(Consigne A): Recopiez sans rien changer le passage de l'extrait qui va de « Juridiction : CA Grenoble » jusqu'à « terrorisme qu’une opinion. » inclus.
(Consigne B):
Pour chaque affirmation, dites si l'extrait la confirme (oui ou non) et citez mot pour mot les mots de l'extrait qui tranchent.
(i) La décision date du 26 septembre 2024.
(ii) L'infraction sanctionne surtout une opinion.
(iii) La tribune republiée qualifiait des actes de terrorisme d'actes de résistance.
(Consigne C): D'après l'extrait, quel est le numéro de la décision ?

(Extrait):

Apologie du terrorisme pour republication d’une tribune sans critique ni nuance

DOI : 10.35562/bacage.1176

Décision de justice

CA Grenoble, 2e ch. des appels correctionnels – N° 23298000079 – 26 septembre 2024

Juridiction : CA Grenoble

Numéro de la décision : 23298000079

Date de la décision : 26 septembre 2024

Résumé

Constitue le délit d’apologie du terrorisme la republication, sans critique ni nuance, d’une tribune qualifiant d’acte de résistance des actes de terrorisme dès lors que, manifestant une approbation aux propos tenus, elle incite à porter sur ces actes un jugement favorable.

Au‑delà de l’actualité renouvelée en matière d’apologie du terrorisme, notamment de la question de la place que l’infraction doit occuper dans l’œuvre législative1, le présent arrêt, rendu par la 2chambre des appels correctionnels de Grenoble le 26 septembre 2024, illustre la particularité d’une incrimination qui sanctionne davantage la banalisation du terrorisme qu’une opinion.

(Données fournies):
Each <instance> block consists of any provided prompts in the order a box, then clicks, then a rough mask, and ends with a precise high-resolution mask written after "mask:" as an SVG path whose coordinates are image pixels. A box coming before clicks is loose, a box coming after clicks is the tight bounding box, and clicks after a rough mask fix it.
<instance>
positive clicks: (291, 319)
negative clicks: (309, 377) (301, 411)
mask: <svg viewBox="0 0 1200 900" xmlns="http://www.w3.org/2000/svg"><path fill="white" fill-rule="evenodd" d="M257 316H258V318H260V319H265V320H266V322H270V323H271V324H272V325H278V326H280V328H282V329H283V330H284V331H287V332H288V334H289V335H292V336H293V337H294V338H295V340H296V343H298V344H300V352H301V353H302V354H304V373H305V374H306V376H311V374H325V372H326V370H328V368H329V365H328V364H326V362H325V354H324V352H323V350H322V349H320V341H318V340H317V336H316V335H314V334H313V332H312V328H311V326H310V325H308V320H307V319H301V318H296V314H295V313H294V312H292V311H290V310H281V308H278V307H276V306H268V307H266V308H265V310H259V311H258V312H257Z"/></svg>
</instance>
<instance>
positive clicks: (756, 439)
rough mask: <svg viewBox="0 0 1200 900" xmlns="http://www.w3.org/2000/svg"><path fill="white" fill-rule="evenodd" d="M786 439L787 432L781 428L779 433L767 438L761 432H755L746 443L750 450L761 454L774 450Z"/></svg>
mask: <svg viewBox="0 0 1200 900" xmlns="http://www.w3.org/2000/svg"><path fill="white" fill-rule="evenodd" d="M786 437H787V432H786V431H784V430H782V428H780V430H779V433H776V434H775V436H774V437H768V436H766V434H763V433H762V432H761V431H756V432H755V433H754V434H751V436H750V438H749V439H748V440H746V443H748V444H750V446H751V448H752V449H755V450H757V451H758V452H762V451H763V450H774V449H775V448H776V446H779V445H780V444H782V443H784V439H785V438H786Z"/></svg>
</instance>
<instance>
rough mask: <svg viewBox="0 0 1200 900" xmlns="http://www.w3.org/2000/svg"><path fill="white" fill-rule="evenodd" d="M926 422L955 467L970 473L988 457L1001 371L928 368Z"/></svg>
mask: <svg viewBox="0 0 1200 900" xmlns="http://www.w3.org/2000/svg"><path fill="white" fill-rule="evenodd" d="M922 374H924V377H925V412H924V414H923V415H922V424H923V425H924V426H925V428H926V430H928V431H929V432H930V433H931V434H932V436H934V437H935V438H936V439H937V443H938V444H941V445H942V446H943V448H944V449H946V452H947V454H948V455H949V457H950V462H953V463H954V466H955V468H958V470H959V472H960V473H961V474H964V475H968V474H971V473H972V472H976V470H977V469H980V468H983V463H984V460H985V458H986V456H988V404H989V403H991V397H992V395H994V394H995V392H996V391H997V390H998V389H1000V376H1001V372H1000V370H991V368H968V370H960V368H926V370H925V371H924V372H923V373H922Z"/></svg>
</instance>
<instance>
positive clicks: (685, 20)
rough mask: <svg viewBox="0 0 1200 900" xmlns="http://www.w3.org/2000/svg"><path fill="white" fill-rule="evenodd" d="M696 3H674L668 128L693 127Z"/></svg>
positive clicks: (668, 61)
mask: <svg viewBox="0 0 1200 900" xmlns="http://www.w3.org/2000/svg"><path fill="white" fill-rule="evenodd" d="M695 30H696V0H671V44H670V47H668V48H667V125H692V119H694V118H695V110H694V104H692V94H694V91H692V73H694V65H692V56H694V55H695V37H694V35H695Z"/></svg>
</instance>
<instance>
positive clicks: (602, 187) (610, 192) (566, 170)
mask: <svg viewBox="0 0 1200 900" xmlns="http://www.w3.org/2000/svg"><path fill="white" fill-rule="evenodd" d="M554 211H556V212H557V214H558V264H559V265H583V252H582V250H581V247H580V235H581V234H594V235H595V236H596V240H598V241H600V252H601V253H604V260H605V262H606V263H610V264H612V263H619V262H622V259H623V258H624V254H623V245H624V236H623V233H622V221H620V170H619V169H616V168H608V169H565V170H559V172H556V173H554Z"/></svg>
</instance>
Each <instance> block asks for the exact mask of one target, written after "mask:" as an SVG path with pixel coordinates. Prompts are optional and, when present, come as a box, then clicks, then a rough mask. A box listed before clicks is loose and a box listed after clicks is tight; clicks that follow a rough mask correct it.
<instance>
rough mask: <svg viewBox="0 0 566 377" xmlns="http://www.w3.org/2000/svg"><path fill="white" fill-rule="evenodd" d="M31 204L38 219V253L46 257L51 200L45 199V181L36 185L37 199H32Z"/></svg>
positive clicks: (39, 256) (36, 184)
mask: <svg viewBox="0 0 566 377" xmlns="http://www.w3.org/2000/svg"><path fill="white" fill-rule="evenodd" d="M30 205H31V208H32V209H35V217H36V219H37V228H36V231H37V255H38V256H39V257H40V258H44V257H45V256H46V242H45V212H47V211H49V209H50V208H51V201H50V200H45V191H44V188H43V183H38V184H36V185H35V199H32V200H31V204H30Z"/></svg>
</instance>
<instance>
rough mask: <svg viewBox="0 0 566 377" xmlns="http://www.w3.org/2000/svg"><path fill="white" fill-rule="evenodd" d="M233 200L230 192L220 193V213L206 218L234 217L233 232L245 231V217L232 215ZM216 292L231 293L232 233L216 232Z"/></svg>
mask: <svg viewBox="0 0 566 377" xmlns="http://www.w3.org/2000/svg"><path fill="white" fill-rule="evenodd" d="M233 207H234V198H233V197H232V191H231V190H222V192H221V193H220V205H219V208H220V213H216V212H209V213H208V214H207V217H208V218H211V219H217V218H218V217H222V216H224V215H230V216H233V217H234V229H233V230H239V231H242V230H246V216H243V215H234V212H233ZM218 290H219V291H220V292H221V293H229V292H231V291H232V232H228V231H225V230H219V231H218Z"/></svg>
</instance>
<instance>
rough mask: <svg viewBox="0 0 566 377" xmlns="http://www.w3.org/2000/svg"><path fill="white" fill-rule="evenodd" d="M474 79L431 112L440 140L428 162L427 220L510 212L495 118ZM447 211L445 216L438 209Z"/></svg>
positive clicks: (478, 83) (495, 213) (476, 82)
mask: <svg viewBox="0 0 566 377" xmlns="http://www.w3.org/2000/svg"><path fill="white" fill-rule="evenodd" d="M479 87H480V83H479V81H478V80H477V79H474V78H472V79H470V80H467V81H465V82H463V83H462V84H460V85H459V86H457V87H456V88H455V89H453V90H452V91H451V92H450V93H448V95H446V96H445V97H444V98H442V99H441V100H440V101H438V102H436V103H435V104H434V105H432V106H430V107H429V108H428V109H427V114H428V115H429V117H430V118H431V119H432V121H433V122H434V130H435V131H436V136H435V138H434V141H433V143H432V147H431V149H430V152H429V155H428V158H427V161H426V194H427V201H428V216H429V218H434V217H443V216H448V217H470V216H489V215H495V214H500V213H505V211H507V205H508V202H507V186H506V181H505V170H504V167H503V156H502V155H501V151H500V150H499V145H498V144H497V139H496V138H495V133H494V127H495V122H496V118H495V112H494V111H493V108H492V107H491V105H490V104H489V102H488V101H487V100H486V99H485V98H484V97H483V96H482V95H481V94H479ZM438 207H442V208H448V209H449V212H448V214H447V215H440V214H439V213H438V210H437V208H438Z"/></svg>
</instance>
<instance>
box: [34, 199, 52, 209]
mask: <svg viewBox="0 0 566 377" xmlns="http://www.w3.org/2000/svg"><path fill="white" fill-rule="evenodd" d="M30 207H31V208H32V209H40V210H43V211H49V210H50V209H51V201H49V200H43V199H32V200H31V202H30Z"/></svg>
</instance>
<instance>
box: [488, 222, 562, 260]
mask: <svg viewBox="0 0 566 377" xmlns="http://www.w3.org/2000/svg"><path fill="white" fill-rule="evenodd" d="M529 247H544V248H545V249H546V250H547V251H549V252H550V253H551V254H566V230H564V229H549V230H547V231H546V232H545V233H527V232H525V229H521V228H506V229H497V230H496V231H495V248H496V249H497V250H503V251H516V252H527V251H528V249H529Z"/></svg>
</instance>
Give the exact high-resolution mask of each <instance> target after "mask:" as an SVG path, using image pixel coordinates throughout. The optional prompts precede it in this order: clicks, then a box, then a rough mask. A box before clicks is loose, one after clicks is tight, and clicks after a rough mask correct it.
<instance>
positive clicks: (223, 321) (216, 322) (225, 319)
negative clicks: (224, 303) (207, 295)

(Zone de réponse A):
Juridiction : CA Grenoble

Numéro de la décision : 23298000079

Date de la décision : 26 septembre 2024

Résumé

Constitue le délit d’apologie du terrorisme la republication, sans critique ni nuance, d’une tribune qualifiant d’acte de résistance des actes de terrorisme dès lors que, manifestant une approbation aux propos tenus, elle incite à porter sur ces actes un jugement favorable.

Au‑delà de l’actualité renouvelée en matière d’apologie du terrorisme, notamment de la question de la place que l’infraction doit occuper dans l’œuvre législative1, le présent arrêt, rendu par la 2chambre des appels correctionnels de Grenoble le 26 septembre 2024, illustre la particularité d’une incrimination qui sanctionne davantage la banalisation du terrorisme qu’une opinion.

(Zone de réponse B):
(i) Oui : « Date de la décision : 26 septembre 2024 ».
(ii) Non : « une incrimination qui sanctionne davantage la banalisation du terrorisme qu’une opinion ».
(iii) Oui : « une tribune qualifiant d’acte de résistance des actes de terrorisme ».

(Zone de réponse C): 23298000079